Provided records =

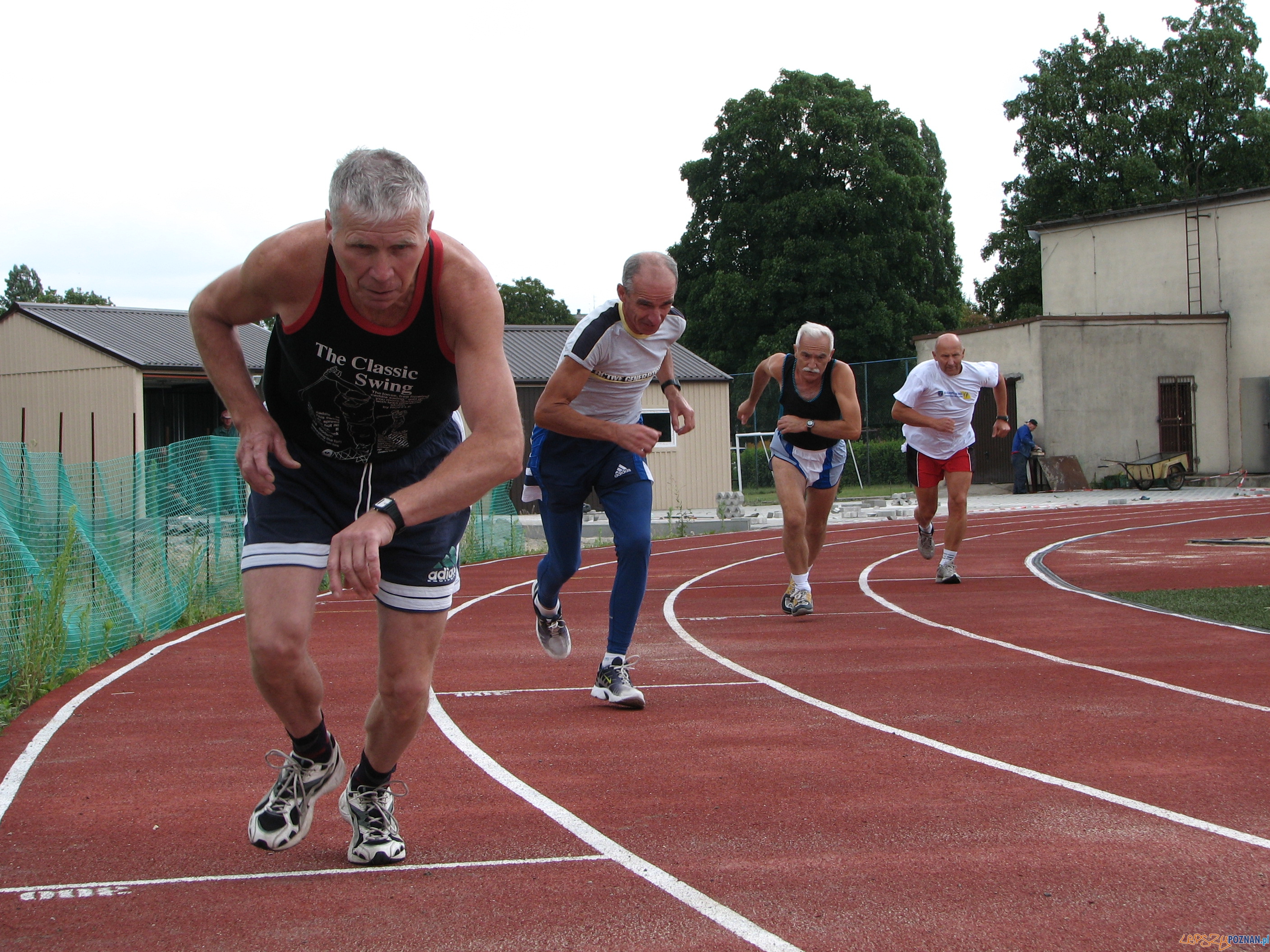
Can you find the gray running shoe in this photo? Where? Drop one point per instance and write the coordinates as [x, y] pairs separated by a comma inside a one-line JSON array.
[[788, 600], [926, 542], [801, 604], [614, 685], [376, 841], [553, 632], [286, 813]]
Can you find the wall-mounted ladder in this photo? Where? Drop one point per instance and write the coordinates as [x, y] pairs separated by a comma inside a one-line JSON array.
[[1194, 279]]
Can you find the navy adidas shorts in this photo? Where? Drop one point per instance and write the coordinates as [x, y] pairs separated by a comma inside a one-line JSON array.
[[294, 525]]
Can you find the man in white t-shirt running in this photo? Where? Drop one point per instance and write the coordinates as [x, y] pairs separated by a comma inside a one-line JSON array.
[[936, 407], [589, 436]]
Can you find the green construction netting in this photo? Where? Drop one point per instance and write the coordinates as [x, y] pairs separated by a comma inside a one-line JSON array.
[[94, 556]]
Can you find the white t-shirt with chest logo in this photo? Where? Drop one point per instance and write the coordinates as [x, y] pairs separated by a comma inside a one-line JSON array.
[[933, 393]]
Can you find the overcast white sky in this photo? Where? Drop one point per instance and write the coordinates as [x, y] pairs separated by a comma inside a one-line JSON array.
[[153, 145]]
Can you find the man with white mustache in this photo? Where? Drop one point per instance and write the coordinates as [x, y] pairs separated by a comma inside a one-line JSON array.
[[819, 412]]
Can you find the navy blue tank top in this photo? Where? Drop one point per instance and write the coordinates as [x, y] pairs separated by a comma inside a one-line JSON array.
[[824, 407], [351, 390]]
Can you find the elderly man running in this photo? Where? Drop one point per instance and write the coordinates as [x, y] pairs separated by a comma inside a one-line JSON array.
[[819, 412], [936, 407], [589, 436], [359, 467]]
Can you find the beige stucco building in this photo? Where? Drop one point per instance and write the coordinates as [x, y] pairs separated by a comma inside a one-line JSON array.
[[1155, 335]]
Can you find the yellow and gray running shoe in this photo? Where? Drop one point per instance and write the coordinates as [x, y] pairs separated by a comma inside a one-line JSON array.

Given exercise =
Turn all of the lines above into a numbered list, dropping blank lines and leaving the pictures out.

Output for this exercise =
1. Can you find the gray running shoe in this photo? Where? Drop one point per instance and write the coordinates as [x, y] pairs separated by a comma inside a one-line JSON array.
2. [[788, 600], [926, 542], [801, 604], [614, 685], [376, 841], [553, 632], [286, 813]]
3. Can you find the wall-mounted ladder in this photo? Where? Drop one point per instance and write the coordinates as [x, y] pairs separated by a comma inside a one-line JSON array.
4. [[1194, 279]]
5. Can you find the navy adidas shorts in this photo? Where? Drop one point per instance and write the coordinates as [x, y] pairs separated by a comma inside a one-line JSON array.
6. [[294, 525]]
7. Can you find the man in white t-shirt running in this photo? Where? Drop one point per instance and write the coordinates as [x, y] pairs separated by a comma inside a one-line JSON array.
8. [[936, 407], [589, 436]]
9. Can you find the green construction netting in this photo? Where? Drop one point per instance and write the coordinates as [x, y] pairs separated by a comma inside a one-line JSON array.
10. [[94, 556]]
11. Can you find the white t-shirt with chest logo in this photo? Where? Drop one point per instance and write the coordinates as [x, y] pairs separated by a comma inside a one-line JSON array.
12. [[933, 393]]
13. Can you find the overcast white sky in this photo? Where? Drop one point per instance and write the coordinates as [x, y] pairs separated by a comma inside a one-line JSON array.
14. [[153, 145]]
15. Can you find the man with white mustache in this photo? Where? Drop one point per instance and write the coordinates as [x, y] pairs separated by a comma inside a one-line JSON array.
16. [[819, 412]]
17. Can you find the navy blue tank top in this photo? Where? Drop one point per instance and write the coordinates as [x, y] pairs separated by a comma inside a one-line JSON array.
18. [[824, 407], [351, 390]]
19. Can you find the elderly man running in this photo? Where? Drop one point per instance and write the coordinates as [x, y] pairs separated by a comma inside a one-line JSON array.
20. [[819, 412], [936, 407], [589, 436], [359, 467]]
21. Can you find the beige stucco building in this photo? Where? Drop one point per instance and write the coordinates as [x, y] pairs separated by a comma inside a one-line JSON array.
22. [[1155, 335]]
23. Can you find the yellow and gray running shoe in this photo? Where? Drop one point per instance and write the coordinates as [x, y] pairs separated by a comma inside a one-line JSON array.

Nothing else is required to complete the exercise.